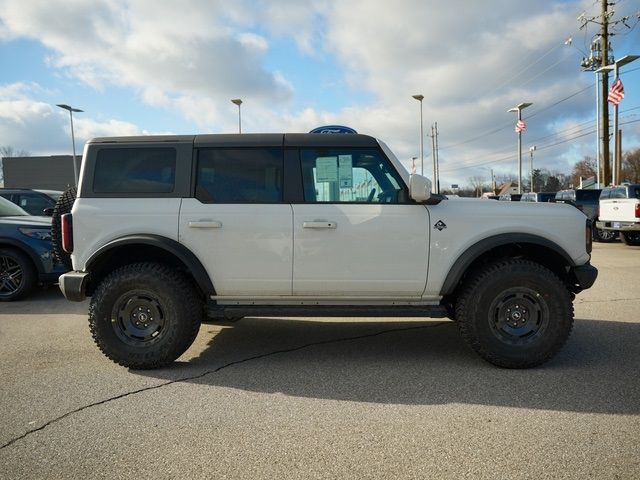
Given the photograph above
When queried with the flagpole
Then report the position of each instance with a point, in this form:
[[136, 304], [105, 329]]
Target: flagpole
[[518, 108]]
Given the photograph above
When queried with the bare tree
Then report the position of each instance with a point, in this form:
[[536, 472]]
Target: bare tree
[[7, 151], [631, 166], [478, 183], [585, 168]]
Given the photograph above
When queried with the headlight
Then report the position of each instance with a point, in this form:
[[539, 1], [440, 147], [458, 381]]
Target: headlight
[[39, 233]]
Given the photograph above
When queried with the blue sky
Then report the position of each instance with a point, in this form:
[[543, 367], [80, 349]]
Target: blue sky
[[148, 67]]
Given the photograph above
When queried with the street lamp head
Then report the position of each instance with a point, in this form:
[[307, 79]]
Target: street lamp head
[[68, 108], [520, 106]]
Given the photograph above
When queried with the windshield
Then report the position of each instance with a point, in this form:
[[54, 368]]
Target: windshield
[[8, 209]]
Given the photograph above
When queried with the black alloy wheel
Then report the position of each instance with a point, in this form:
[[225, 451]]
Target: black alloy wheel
[[515, 313], [138, 317], [145, 315], [518, 316]]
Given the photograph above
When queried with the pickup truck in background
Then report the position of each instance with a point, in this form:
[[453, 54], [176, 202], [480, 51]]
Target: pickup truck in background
[[587, 201], [620, 212]]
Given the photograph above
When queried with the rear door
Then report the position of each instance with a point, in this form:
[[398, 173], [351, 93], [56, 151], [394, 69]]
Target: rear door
[[356, 234], [238, 224]]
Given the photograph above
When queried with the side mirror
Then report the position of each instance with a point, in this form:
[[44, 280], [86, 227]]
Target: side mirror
[[419, 188]]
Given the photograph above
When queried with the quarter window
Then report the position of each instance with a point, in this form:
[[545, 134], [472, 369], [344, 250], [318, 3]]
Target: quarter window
[[135, 170], [349, 176], [240, 175]]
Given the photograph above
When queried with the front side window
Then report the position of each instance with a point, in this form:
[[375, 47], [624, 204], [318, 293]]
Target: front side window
[[239, 175], [350, 175], [135, 170]]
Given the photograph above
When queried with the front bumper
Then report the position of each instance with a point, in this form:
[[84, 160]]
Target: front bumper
[[585, 276], [73, 284], [619, 226]]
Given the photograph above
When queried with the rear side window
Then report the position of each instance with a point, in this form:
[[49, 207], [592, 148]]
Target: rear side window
[[135, 170], [619, 192], [240, 175]]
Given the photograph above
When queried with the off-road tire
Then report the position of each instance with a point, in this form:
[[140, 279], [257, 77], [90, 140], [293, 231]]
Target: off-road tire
[[630, 238], [63, 205], [18, 275], [507, 292], [604, 236], [167, 300]]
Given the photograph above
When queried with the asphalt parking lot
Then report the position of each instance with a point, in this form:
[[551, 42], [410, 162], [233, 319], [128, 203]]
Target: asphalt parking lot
[[325, 398]]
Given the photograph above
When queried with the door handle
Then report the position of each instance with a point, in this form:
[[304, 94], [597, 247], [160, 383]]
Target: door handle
[[205, 224], [318, 224]]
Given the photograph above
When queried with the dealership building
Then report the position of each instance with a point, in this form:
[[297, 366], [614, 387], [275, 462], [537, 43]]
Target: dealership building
[[53, 172]]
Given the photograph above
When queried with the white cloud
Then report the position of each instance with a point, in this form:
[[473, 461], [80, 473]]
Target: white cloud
[[471, 61], [39, 128]]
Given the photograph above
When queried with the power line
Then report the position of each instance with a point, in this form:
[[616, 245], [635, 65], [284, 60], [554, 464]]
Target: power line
[[542, 147]]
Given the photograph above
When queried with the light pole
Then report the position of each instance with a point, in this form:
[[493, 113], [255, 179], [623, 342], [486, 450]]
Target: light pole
[[617, 149], [531, 150], [73, 139], [520, 126], [238, 102], [420, 98]]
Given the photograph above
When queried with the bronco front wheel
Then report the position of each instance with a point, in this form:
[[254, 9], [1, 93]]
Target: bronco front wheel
[[515, 313]]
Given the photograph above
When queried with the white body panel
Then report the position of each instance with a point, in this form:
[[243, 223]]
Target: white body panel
[[245, 248], [469, 221], [364, 250], [98, 221]]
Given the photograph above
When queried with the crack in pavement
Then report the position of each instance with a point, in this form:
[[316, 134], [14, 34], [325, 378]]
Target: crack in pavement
[[215, 370]]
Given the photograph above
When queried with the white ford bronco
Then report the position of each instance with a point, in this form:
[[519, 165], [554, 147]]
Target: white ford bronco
[[166, 230]]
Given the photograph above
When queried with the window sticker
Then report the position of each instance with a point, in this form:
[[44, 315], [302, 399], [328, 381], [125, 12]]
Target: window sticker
[[345, 171], [326, 169]]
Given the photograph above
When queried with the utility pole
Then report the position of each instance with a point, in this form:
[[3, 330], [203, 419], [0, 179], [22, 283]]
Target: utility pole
[[437, 160], [433, 155], [604, 46]]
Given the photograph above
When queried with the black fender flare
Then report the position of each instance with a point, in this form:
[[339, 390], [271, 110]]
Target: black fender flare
[[24, 249], [476, 250], [173, 247]]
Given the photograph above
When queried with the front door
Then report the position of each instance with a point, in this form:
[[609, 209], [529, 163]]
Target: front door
[[357, 234]]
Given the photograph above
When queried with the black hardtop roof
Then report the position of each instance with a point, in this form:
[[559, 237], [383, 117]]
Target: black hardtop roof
[[251, 140]]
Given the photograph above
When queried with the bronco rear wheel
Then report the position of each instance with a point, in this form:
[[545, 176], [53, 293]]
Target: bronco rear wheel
[[145, 315], [515, 313]]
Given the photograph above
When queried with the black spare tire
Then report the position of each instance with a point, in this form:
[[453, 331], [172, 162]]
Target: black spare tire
[[63, 205]]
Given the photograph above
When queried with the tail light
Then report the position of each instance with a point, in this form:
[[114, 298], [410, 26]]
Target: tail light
[[67, 232]]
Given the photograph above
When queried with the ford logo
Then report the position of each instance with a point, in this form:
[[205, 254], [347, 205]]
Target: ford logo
[[333, 129]]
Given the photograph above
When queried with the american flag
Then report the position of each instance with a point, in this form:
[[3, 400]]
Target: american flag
[[616, 94]]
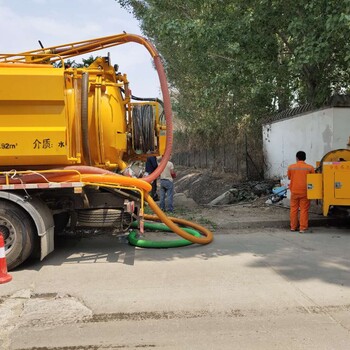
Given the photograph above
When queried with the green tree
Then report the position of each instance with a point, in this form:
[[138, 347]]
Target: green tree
#####
**To do**
Reproduce every line of the data above as a numbered list, skipping blank lines and leaving out the pictures.

**Answer to the exercise**
1. Given the photograph above
2. When queried with the flagpole
3. Then report the position of each instance with a point, in this form:
4. [[136, 304], [105, 329]]
5. Target: flagpole
6. [[518, 108]]
7. Given the photograph above
8. When queried with the bare tree
9. Then report the position of each instance with a point, in this form:
10. [[536, 472]]
11. Target: bare tree
12. [[7, 151], [631, 166], [478, 183], [585, 168]]
13. Given the photograph above
14. When queried with the headlight
15. Then report the position of each instance with a point, in this form:
16. [[539, 1], [440, 147], [458, 381]]
17. Target: headlight
18. [[39, 233]]
19. Given the photograph above
20. When queried with the blue sky
21. Then report the position of each instance with a point, in this form:
22. [[543, 367], [80, 349]]
23. Target: blue sky
24. [[148, 67]]
25. Given the photograph above
26. When queried with the street lamp head
27. Then report the position of each instance with a point, in this form:
28. [[307, 79]]
29. Target: street lamp head
30. [[68, 108], [520, 106]]
31. Given the photograph above
32. When queried with the windshield
33. Then report the position of each instance with a point, in this form:
34. [[54, 368]]
35. Target: windshield
36. [[8, 209]]
37. Given the photograph above
38. When queried with the black alloy wheel
39. Then report the position of each instance with a point, in this form:
40. [[225, 451]]
41. Target: black alloy wheel
42. [[515, 313], [138, 317], [145, 315], [518, 316]]
43. Given the photograph above
44. When queried with the pickup truck in background
45. Then report the position of each instance with a point, in this form:
46. [[453, 54], [176, 202], [480, 51]]
47. Target: pickup truck in background
48. [[587, 201], [620, 212]]
49. Given the photograph above
50. When queried with the rear door
51. Then report the position of each instance with a point, in this form:
52. [[398, 173], [351, 93], [56, 151], [394, 69]]
53. Target: rear door
54. [[356, 234], [238, 224]]
55. Given the photograph above
56. When queried with the side mirror
57. Then report the position of each instance with a point, in this form:
58. [[44, 280], [86, 227]]
59. Target: side mirror
60. [[419, 188]]
61. Given the photograph above
62. When queried with the quarter window
63. Then report the position of each instance with a point, in this form:
64. [[545, 134], [472, 369], [344, 250], [318, 3]]
65. Target: quarter window
66. [[135, 170], [349, 176], [240, 175]]
67. Given the photograph above
68. When queried with the front side window
69. Then report the position of each instance with a point, in this form:
70. [[375, 47], [624, 204], [318, 293]]
71. Target: front side window
72. [[239, 175], [350, 175], [135, 170]]
73. Given the photograph above
74. When queried with the front bumper
75. Then report the position of each instance with a point, in this form:
76. [[84, 160]]
77. Target: front bumper
78. [[585, 276], [73, 284], [619, 226]]
79. Given the photograph above
80. When queried with the rear side window
81. Then report the position of each instance with a point, in this form:
82. [[49, 207], [592, 148]]
83. Target: rear side window
84. [[135, 170], [619, 192], [240, 175]]
85. Given the photograph above
86. When queried with the off-road tire
87. Then report the position of each instance with a point, in this form:
88. [[140, 279], [257, 77], [90, 140], [293, 231]]
89. Target: off-road tire
90. [[630, 238], [63, 205], [18, 275], [507, 292], [604, 236], [167, 300]]
91. Given the photograph above
92. When queried with the asphalt parking lot
93. Then report the position of each instance with a point, in this form:
94. [[551, 42], [410, 162], [233, 319], [128, 203]]
95. Target: asphalt parking lot
96. [[325, 398]]
97. Given the photograph above
98. When queried with the door handle
99. Then report the position of each instance with a point, in this form:
100. [[304, 94], [597, 247], [160, 383]]
101. Target: door handle
102. [[205, 224], [318, 224]]
103. Given the photograph above
104. When queried with the dealership building
105. Then report the position of each instance with a point, in this form:
106. [[297, 366], [614, 387], [275, 462], [537, 43]]
107. Target: dealership building
108. [[53, 172]]
109. Given the photograph above
110. When queried with the white cloud
111. Then report the position of each instance with a point, in this form:
112. [[473, 461], [80, 473]]
113. Target: white cloud
114. [[471, 61], [39, 128]]
115. Given the photograph above
116. When queried with the power line
117. Then report the position of each instance with a point, in this form:
118. [[616, 245], [635, 65], [284, 60], [554, 464]]
119. Target: power line
120. [[542, 147]]
121. Given the photograph above
122. When queried with the light pole
123. Then report the position of each instance with a point, in this form:
124. [[493, 113], [255, 179], [623, 342], [486, 450]]
125. Target: light pole
126. [[617, 149], [531, 150], [73, 139], [520, 126], [238, 102], [420, 98]]
127. Given the photograph above
128. When queried with the bronco front wheel
129. Then report the position of each instance with a point, in this form:
130. [[254, 9], [1, 93]]
131. Target: bronco front wheel
132. [[515, 313]]
133. Given the photograph above
134. When queried with the white body panel
135. Then report the position of each instance with a point, in this form:
136. [[243, 223]]
137. Target: white body panel
138. [[245, 248], [469, 221], [364, 250], [98, 221]]
139. Given the photograph above
140. When queried with the crack in pavement
141. Then report the position of each instance with a point, in this form:
142. [[316, 134], [14, 34], [325, 378]]
143. Target: crack in pavement
144. [[215, 370]]
145. Given the photograph above
146. When queried with the white ford bronco
147. Then report the position of each instance with a point, in this form:
148. [[519, 165], [554, 147]]
149. Target: white ford bronco
150. [[166, 230]]
151. Given the photograph above
152. When queried with the window sticker
153. Then report the position of each instance with a point, in this form:
154. [[44, 315], [302, 399], [328, 381], [125, 12]]
155. Target: window sticker
156. [[345, 171], [326, 169]]
157. Given the photograph above
158. When queried with the utility pole
159. Then report the position of each instance with a point, in this form:
160. [[3, 330], [203, 419], [0, 179], [22, 283]]
161. Target: utility pole
162. [[437, 160], [433, 155], [604, 46]]
163. Given the photograph above
164. When queried with the black fender flare
165. Then report the position of each instance with a point, in this form:
166. [[339, 390], [271, 110]]
167. Target: black fender flare
168. [[24, 249], [476, 250], [173, 247]]
169. Given the photograph above
170. When queried with the front door
171. Then report the position of each instance with a point, in this form:
172. [[609, 209], [529, 163]]
173. Target: front door
174. [[357, 234]]
175. Given the photograph above
176. When queried with the black hardtop roof
177. Then report the position of each instance with a point, in this form:
178. [[559, 237], [383, 117]]
179. Target: black hardtop roof
180. [[251, 140]]
181. Given the photograph above
182. When queried with the bronco rear wheel
183. Then report the position of each instance with a point, in this form:
184. [[545, 176], [53, 293]]
185. Target: bronco rear wheel
186. [[145, 315], [515, 313]]
187. Given the photograph above
188. When queried with the black spare tire
189. Then report the position of each instance with a point, in this form:
190. [[453, 331], [172, 162]]
191. Target: black spare tire
192. [[63, 205]]
193. Given the photograph above
194. When queried with the tail light
195. Then report the position of each instance with a point, in this form:
196. [[114, 298], [410, 26]]
197. Target: tail light
198. [[67, 232]]
199. Given the photograph above
200. When queried with the ford logo
201. Then report the position of each instance with a point, in this form:
202. [[205, 254], [347, 205]]
203. Target: ford logo
204. [[333, 129]]
205. Given the photograph above
206. When queried with the american flag
207. Then report the position of each instance with a point, in this form:
208. [[3, 400]]
209. Target: american flag
210. [[616, 94]]
211. Given the photograph above
212. When queried with the green tree
213. Then report the position of each instance with a point, in this form:
214. [[138, 347]]
215. Target: green tree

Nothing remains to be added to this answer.